> **EXERCISE PROMPT**: Find every line in the entries below that contains the word "small" and copy each one out.

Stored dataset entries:

## BEGIN

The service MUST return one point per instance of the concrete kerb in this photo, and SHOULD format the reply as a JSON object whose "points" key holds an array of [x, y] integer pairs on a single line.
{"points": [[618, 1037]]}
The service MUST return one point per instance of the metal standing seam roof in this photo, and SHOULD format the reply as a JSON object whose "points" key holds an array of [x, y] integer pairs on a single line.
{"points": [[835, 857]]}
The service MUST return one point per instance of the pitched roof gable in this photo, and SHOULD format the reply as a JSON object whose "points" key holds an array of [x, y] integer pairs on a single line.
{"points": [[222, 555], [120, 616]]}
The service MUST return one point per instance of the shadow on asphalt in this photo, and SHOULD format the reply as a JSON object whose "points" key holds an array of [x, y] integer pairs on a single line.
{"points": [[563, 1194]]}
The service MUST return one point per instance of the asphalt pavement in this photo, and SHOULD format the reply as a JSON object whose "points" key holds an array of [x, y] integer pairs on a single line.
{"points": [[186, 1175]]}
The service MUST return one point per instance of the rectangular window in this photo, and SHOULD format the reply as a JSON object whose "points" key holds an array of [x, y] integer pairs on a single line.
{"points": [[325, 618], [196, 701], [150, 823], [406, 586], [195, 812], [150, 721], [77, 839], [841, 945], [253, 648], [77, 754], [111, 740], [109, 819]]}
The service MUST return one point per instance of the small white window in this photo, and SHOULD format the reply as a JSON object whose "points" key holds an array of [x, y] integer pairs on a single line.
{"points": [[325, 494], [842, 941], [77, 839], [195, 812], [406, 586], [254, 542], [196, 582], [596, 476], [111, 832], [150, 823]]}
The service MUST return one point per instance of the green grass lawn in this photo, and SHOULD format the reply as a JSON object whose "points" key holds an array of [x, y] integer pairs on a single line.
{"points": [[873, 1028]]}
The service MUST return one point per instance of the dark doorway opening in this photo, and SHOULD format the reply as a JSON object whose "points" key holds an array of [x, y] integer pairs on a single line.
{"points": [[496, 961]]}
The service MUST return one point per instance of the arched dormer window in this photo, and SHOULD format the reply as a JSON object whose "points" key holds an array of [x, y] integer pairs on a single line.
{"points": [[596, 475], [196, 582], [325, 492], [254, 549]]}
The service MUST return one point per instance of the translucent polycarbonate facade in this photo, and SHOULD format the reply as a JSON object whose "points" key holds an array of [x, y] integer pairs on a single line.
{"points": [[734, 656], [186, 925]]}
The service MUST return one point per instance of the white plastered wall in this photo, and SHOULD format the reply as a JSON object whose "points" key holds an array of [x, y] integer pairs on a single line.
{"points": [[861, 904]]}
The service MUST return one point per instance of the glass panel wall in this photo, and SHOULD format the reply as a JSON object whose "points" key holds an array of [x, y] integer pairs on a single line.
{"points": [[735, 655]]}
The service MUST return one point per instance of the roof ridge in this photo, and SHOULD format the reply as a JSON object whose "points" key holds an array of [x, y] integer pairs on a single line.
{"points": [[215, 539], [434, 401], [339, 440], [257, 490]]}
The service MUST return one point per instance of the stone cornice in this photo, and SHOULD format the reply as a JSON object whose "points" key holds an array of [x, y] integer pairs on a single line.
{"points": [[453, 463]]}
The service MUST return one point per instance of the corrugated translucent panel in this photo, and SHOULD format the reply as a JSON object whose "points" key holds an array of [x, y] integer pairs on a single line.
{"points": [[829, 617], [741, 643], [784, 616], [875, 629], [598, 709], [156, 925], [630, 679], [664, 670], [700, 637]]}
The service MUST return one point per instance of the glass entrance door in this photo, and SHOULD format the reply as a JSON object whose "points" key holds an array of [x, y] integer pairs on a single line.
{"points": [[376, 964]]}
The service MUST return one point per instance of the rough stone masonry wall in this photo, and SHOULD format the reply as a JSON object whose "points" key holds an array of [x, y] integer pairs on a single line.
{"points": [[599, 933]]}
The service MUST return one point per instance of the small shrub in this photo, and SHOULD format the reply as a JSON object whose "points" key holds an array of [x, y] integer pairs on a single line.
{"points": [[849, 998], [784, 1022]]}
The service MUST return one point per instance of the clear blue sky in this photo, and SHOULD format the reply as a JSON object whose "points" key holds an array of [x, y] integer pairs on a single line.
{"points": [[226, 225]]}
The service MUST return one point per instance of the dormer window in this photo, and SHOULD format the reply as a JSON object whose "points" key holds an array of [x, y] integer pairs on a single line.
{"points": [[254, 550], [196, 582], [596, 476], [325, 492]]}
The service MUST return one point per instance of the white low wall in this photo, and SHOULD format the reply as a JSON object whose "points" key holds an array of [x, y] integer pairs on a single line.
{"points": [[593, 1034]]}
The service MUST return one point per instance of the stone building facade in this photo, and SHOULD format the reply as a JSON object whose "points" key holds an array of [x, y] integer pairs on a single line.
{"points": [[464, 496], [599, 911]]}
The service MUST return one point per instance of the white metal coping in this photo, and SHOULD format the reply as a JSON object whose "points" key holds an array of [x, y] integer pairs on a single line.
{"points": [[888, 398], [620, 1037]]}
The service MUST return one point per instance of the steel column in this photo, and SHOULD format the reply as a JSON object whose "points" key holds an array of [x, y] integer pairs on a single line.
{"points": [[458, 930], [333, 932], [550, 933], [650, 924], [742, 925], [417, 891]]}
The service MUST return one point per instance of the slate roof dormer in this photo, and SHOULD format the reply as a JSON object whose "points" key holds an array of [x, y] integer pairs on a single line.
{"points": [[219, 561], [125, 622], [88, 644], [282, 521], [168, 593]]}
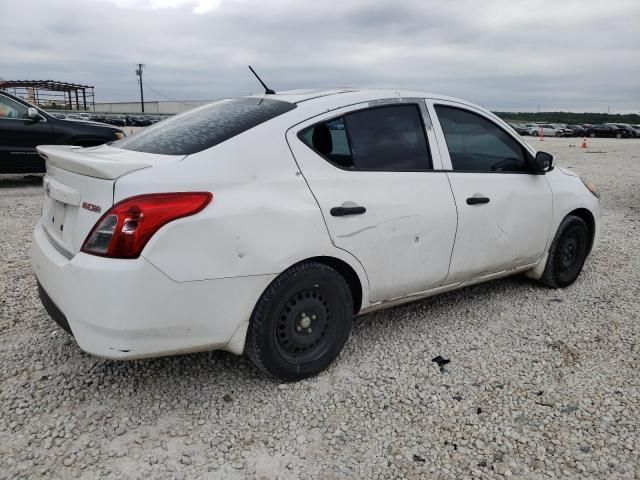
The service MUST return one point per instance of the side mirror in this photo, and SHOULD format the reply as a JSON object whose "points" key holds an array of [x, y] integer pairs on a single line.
{"points": [[32, 114], [543, 162]]}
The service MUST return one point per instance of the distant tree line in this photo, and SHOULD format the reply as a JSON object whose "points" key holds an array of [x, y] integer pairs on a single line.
{"points": [[569, 117]]}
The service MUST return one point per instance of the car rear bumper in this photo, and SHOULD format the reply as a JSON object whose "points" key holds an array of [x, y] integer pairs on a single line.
{"points": [[125, 309]]}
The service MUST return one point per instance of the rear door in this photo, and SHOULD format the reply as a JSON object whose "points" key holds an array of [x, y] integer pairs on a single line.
{"points": [[381, 190], [19, 136], [504, 212]]}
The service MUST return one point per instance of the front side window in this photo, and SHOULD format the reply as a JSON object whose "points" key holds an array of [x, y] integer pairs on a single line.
{"points": [[478, 145], [204, 127], [11, 109], [389, 138]]}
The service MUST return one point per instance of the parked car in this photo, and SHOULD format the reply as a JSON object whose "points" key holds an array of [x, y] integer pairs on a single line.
{"points": [[577, 130], [117, 120], [549, 130], [24, 126], [522, 130], [608, 130], [633, 132], [251, 225]]}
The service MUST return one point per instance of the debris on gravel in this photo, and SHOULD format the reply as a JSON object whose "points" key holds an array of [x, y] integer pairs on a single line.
{"points": [[544, 383]]}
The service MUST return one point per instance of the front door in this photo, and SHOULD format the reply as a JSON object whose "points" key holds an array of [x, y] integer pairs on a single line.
{"points": [[19, 136], [504, 212], [382, 193]]}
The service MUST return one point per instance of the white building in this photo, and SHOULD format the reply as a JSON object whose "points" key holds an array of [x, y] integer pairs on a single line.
{"points": [[162, 107]]}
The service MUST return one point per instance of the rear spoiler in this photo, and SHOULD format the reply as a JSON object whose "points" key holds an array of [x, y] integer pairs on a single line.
{"points": [[99, 162]]}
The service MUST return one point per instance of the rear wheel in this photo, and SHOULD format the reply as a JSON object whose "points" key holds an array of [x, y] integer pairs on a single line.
{"points": [[567, 253], [301, 322]]}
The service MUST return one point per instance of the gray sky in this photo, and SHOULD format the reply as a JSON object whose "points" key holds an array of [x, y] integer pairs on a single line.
{"points": [[502, 54]]}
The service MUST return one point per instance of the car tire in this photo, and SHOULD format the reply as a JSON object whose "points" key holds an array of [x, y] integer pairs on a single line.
{"points": [[301, 322], [567, 253]]}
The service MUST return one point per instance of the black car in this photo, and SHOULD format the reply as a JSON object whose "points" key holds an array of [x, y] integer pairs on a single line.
{"points": [[633, 132], [608, 130], [23, 127]]}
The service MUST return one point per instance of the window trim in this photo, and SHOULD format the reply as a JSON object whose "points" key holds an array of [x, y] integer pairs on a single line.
{"points": [[28, 121], [528, 155], [374, 105]]}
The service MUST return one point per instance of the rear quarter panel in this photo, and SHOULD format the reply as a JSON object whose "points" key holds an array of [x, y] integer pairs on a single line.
{"points": [[569, 194], [262, 219]]}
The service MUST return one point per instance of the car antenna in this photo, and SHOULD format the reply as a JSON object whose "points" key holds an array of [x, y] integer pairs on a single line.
{"points": [[267, 90]]}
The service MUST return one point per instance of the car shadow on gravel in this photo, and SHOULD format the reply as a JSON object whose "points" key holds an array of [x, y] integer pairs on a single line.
{"points": [[226, 372]]}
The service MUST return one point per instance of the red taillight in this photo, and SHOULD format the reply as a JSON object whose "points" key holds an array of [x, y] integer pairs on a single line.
{"points": [[126, 228]]}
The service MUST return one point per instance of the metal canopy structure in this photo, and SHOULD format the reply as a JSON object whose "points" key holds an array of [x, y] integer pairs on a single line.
{"points": [[51, 94]]}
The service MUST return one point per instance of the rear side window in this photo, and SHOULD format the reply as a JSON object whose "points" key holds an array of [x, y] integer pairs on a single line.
{"points": [[377, 139], [204, 127], [477, 144]]}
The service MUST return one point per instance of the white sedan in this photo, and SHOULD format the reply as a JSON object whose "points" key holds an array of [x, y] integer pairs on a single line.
{"points": [[264, 224]]}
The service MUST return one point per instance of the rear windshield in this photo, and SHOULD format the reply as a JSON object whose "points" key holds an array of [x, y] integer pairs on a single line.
{"points": [[204, 127]]}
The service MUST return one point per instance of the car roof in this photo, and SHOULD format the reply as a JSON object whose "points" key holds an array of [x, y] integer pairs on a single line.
{"points": [[336, 97]]}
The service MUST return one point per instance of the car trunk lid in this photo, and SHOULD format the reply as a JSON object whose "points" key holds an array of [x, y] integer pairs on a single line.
{"points": [[79, 186]]}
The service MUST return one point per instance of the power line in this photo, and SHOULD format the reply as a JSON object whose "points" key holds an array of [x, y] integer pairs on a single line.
{"points": [[168, 98], [139, 73]]}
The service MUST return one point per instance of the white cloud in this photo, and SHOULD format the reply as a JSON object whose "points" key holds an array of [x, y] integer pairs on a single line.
{"points": [[504, 54]]}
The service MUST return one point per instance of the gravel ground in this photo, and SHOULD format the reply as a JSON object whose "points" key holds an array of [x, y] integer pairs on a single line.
{"points": [[541, 383]]}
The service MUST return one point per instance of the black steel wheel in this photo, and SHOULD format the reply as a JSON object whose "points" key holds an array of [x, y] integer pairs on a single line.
{"points": [[567, 253], [301, 322]]}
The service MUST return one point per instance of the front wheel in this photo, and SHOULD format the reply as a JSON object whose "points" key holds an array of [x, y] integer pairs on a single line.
{"points": [[301, 322], [567, 253]]}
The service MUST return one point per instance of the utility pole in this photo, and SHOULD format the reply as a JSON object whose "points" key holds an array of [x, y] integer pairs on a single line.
{"points": [[139, 73]]}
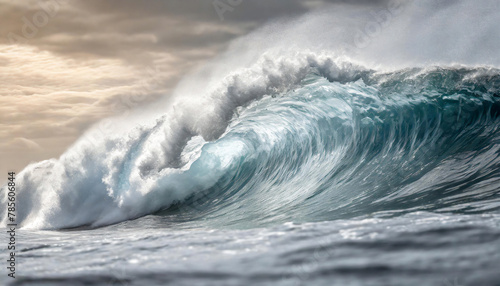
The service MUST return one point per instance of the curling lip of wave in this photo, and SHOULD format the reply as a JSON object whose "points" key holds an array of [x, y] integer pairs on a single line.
{"points": [[335, 140]]}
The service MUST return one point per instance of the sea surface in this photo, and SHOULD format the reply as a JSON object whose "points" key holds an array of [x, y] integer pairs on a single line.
{"points": [[312, 174]]}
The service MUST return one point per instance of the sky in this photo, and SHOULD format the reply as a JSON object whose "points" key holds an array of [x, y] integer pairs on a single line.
{"points": [[65, 65]]}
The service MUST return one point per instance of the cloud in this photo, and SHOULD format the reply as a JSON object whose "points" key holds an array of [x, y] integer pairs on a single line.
{"points": [[85, 60]]}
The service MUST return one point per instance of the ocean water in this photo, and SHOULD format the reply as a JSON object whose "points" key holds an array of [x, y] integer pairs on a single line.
{"points": [[280, 165], [366, 179]]}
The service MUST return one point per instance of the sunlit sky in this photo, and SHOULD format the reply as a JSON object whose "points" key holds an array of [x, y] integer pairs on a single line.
{"points": [[65, 64]]}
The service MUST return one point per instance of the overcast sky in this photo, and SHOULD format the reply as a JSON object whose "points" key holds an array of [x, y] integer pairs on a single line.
{"points": [[66, 64]]}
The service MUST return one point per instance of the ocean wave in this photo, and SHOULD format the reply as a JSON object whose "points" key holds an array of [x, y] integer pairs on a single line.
{"points": [[305, 137]]}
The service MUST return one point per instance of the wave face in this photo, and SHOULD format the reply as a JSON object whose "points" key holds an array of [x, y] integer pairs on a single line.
{"points": [[308, 139]]}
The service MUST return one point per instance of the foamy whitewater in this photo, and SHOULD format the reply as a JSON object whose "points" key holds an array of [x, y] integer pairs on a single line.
{"points": [[302, 155]]}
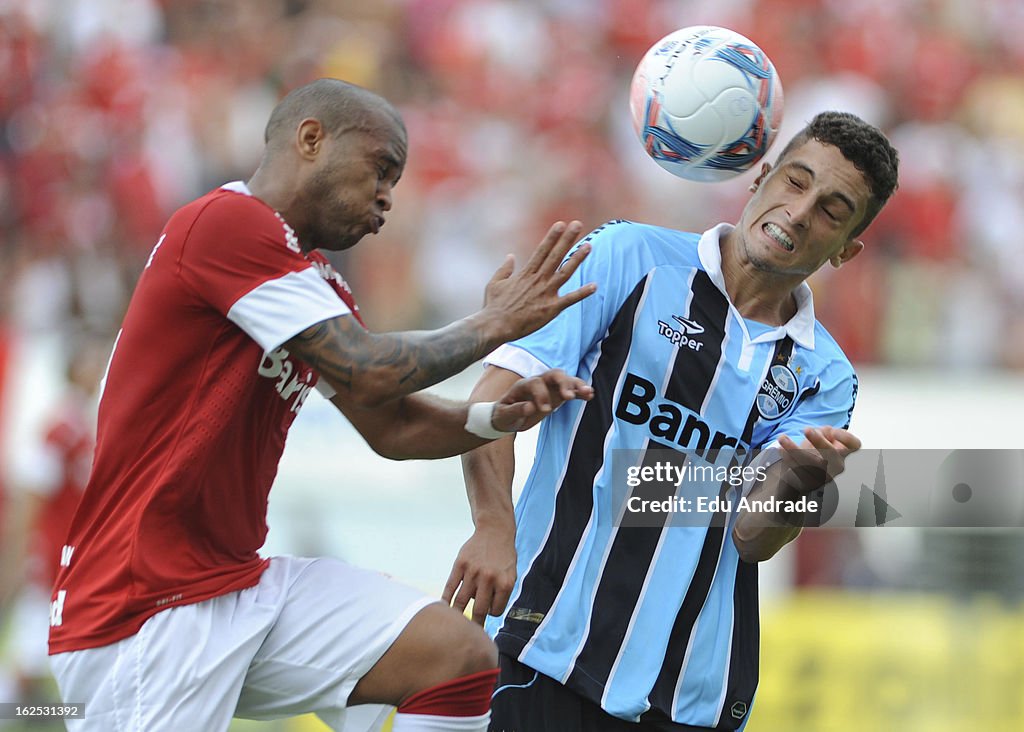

## END

> **TASK RESULT**:
The service MUST return one point per instance of the small white window in this photo, and SHOULD format the reply as a JSON object whose "points" key holds an array of [x, y] integer pairs on a single line.
The service MUST return one point per instance of the small shrub in this photo, and SHOULD format the reply as a JSON object whose "points" key holds an array of [x, y] integer pairs on a single line.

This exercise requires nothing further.